• **FRAGMENTO DE ORIGEN**:
Tentaciones de la edad o elogio de la intolerancia

AncianoEl que será un futuro viejo que hablará raro y vivirá en un país extranjero pasea por Viena y por las tentaciones.

27 de Mayo.- Querida Ainara (*) : hacerse mayor no es fácil y es algo para lo que nadie te prepara, porque vivimos en una sociedad que, de manera estúpida y absurda (o económicamente interesada) reverencia la juventud, como si ser joven fuese un valor en sí mismo.

Un joven dorado

Se estudia mucho para muchas cosas, pero no hay carrera que prepare para los estragos que la edad va produciendo, sobre todo, en el alma de uno.

Desde hace algunos años, quizá porque soy muy consciente de que seré un viejo que hable raro en un país extranjero, observo mucho a la gente mayor, tomo notas y elijo modelos para lo que quiero que, si Dios quiere, sea mi madurez primero y luego mi vejez.

De vez en cuando, descubro en mí mismo los primero indicios de lo que yo llamo “las tentaciones de la edad”.

Creo que estas, a nivel intelectual son, principalmente, dos: la primera es la pérdida de la vergüenza.

• **REGISTROS PROPORCIONADOS**:
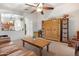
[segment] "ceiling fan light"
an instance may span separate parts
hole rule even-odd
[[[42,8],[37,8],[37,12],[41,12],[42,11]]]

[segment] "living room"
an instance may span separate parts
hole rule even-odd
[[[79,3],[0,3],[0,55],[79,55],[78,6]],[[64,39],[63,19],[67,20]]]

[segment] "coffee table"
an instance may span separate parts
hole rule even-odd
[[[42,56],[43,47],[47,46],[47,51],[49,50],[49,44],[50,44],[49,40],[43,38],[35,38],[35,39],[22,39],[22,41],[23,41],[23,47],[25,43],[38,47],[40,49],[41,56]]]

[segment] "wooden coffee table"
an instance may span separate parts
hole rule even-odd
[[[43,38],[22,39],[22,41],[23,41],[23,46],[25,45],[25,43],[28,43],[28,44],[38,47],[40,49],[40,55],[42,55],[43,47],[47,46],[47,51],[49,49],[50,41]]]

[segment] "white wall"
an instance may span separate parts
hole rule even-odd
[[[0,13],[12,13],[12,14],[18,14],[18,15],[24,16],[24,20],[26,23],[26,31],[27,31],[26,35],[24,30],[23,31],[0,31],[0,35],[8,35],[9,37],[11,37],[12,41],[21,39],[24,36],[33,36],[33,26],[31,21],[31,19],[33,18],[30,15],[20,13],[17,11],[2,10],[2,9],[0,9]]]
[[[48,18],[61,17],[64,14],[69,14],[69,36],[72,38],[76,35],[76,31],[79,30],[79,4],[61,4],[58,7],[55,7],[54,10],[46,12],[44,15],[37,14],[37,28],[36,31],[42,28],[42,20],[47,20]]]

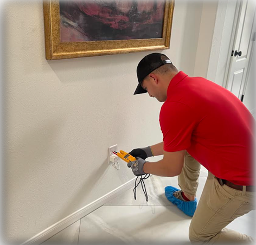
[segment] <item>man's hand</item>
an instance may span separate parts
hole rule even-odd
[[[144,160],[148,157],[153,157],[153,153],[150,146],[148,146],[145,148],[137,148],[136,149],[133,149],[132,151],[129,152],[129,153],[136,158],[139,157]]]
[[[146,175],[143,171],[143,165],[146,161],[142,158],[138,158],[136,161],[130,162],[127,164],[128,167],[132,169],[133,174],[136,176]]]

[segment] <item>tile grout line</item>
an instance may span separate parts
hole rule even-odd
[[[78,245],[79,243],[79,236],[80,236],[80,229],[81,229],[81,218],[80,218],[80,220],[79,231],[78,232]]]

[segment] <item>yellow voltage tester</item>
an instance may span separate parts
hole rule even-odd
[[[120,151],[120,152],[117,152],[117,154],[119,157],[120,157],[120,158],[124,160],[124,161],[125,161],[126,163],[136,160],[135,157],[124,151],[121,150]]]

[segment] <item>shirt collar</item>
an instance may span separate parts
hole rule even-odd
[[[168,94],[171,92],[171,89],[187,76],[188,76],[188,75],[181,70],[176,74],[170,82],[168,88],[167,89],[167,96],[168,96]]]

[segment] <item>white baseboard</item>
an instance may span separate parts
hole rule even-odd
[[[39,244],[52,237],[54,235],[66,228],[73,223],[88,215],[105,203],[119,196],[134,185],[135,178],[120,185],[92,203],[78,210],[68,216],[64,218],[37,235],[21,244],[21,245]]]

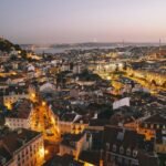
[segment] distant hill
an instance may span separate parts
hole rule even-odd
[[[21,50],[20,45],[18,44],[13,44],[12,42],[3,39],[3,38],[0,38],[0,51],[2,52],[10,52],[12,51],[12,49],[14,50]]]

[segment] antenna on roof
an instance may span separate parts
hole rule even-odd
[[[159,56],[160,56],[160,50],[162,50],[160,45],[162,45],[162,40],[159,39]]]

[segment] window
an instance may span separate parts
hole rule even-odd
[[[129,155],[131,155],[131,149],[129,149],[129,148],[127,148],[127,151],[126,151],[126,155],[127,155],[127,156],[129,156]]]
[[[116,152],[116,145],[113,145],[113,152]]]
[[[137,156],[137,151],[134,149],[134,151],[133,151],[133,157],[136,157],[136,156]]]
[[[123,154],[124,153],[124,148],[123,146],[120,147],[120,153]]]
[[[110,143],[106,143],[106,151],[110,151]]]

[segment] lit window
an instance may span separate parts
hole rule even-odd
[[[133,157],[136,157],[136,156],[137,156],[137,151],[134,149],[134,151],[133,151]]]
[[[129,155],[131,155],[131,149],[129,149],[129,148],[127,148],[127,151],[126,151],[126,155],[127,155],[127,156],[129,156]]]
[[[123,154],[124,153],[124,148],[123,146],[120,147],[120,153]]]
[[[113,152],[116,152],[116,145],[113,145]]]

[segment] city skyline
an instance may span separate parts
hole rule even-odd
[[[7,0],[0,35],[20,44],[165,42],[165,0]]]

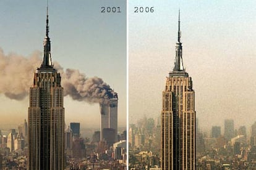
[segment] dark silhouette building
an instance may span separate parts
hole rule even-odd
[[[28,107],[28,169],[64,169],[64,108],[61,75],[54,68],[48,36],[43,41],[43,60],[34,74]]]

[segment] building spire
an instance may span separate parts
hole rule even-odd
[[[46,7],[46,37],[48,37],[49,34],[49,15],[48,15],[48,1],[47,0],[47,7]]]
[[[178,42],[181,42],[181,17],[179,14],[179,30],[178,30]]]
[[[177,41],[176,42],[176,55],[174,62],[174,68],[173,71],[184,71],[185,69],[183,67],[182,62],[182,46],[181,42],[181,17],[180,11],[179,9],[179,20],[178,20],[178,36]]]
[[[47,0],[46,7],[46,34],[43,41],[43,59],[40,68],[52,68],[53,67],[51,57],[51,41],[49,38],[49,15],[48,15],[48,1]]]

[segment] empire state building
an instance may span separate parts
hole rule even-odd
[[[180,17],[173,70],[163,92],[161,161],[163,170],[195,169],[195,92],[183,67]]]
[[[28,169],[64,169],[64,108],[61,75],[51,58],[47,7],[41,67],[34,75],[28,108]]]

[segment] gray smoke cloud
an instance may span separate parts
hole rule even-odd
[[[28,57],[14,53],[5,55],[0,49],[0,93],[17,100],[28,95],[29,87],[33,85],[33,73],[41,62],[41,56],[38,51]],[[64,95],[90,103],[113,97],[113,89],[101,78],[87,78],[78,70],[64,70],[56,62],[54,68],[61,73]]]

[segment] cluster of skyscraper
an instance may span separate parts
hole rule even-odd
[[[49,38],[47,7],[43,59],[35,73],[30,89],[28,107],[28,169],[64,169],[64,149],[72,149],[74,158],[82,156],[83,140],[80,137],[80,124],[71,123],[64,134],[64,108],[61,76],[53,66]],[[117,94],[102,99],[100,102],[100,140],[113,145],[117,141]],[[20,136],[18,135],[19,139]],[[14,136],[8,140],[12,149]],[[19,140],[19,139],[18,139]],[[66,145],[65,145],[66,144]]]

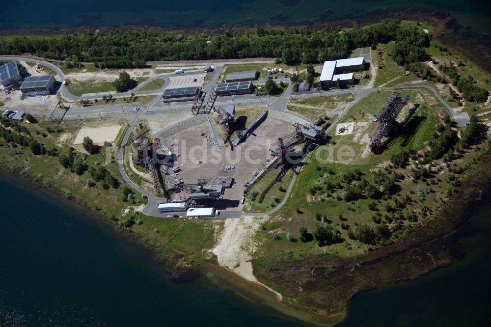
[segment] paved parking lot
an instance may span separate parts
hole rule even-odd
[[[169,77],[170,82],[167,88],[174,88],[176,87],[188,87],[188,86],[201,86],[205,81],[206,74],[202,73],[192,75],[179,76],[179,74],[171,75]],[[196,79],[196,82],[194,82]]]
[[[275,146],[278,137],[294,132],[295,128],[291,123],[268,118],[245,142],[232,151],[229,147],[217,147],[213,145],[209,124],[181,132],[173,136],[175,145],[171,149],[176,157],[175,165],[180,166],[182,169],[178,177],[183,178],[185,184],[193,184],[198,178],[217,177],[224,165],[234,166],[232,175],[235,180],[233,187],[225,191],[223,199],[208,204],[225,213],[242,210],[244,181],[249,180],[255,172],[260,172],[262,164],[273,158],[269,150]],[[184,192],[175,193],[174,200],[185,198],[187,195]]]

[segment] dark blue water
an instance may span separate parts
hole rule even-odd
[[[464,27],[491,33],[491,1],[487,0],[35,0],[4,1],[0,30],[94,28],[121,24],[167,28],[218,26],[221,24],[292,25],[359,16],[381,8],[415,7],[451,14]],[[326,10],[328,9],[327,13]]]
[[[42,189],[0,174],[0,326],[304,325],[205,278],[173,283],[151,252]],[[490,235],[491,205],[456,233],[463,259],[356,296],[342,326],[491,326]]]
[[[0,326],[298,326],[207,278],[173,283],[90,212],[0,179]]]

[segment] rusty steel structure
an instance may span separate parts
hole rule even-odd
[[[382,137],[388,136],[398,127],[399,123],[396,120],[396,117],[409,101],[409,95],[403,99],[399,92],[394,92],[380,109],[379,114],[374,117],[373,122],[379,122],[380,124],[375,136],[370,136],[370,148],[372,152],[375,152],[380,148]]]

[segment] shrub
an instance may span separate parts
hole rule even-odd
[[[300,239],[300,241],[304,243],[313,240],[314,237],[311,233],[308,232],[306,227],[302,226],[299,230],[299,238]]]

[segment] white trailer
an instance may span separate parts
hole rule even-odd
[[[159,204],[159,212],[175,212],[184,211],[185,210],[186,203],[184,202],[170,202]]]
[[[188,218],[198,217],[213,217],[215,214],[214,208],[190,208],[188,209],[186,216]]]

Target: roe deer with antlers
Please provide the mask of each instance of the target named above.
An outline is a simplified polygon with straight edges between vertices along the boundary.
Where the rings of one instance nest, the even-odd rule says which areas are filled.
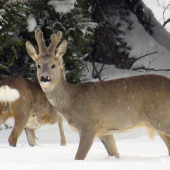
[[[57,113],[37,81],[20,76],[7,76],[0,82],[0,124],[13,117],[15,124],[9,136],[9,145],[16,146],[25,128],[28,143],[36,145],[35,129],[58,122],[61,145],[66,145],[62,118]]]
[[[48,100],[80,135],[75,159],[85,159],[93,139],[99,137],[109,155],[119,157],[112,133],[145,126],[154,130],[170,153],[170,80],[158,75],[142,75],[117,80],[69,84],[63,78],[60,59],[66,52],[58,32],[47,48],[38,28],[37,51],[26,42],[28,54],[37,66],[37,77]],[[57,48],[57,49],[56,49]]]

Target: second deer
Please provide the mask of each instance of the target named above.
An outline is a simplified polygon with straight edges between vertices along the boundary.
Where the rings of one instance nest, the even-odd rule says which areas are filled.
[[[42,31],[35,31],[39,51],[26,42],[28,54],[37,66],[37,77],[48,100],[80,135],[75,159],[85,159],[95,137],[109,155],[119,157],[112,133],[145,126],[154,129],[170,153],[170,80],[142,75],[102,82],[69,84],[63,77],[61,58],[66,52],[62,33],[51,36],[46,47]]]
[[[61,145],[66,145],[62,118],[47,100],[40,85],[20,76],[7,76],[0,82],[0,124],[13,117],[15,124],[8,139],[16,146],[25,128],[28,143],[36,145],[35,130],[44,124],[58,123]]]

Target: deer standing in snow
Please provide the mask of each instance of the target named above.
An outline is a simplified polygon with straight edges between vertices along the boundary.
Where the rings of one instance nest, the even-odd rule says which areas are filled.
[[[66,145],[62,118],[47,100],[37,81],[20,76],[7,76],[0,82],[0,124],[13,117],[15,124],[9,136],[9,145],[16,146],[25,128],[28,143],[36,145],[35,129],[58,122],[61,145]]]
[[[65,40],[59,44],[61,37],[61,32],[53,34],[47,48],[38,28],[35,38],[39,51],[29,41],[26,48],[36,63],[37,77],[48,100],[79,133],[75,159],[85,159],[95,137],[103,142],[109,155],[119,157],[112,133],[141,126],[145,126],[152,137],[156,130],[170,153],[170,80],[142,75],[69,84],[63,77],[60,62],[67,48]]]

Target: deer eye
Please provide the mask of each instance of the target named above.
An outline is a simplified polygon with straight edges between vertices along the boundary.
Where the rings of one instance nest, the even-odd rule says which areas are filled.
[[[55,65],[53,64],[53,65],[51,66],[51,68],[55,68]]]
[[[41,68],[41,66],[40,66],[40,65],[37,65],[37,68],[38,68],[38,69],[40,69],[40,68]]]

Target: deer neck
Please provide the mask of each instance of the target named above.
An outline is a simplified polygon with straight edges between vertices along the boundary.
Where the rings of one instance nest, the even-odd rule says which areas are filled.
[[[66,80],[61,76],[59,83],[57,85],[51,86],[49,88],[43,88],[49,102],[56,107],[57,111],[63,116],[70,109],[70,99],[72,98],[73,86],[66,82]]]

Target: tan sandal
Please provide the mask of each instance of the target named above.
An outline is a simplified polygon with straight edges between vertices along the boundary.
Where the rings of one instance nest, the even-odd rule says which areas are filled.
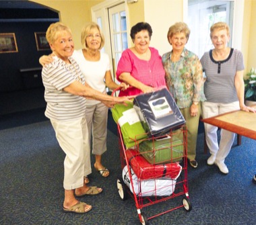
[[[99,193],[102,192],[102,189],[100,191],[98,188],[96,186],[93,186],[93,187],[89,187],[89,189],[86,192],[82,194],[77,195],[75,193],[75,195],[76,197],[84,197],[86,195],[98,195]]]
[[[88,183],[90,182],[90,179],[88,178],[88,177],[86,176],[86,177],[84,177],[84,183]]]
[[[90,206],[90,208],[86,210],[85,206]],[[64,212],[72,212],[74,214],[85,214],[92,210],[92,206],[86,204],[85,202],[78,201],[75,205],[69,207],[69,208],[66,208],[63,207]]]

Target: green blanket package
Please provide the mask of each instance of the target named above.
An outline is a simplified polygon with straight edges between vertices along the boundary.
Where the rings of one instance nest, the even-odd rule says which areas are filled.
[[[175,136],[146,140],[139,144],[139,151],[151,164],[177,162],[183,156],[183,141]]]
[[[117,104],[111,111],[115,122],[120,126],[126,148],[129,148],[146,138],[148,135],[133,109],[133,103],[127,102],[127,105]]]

• **TAREAS A REALIZAR**:
1: ¿Cuál es la primera de las dos tentaciones intelectuales que menciona el texto sobre las tentaciones de la edad?
2: Transcribe del texto sobre las tentaciones de la edad todo lo que va desde "27 de Mayo.- Querida" hasta "en sí mismo.", sin cambiar nada.

• **RESPUESTAS**:
1: La pérdida de la vergüenza.

2:
27 de Mayo.- Querida Ainara (*) : hacerse mayor no es fácil y es algo para lo que nadie te prepara, porque vivimos en una sociedad que, de manera estúpida y absurda (o económicamente interesada) reverencia la juventud, como si ser joven fuese un valor en sí mismo.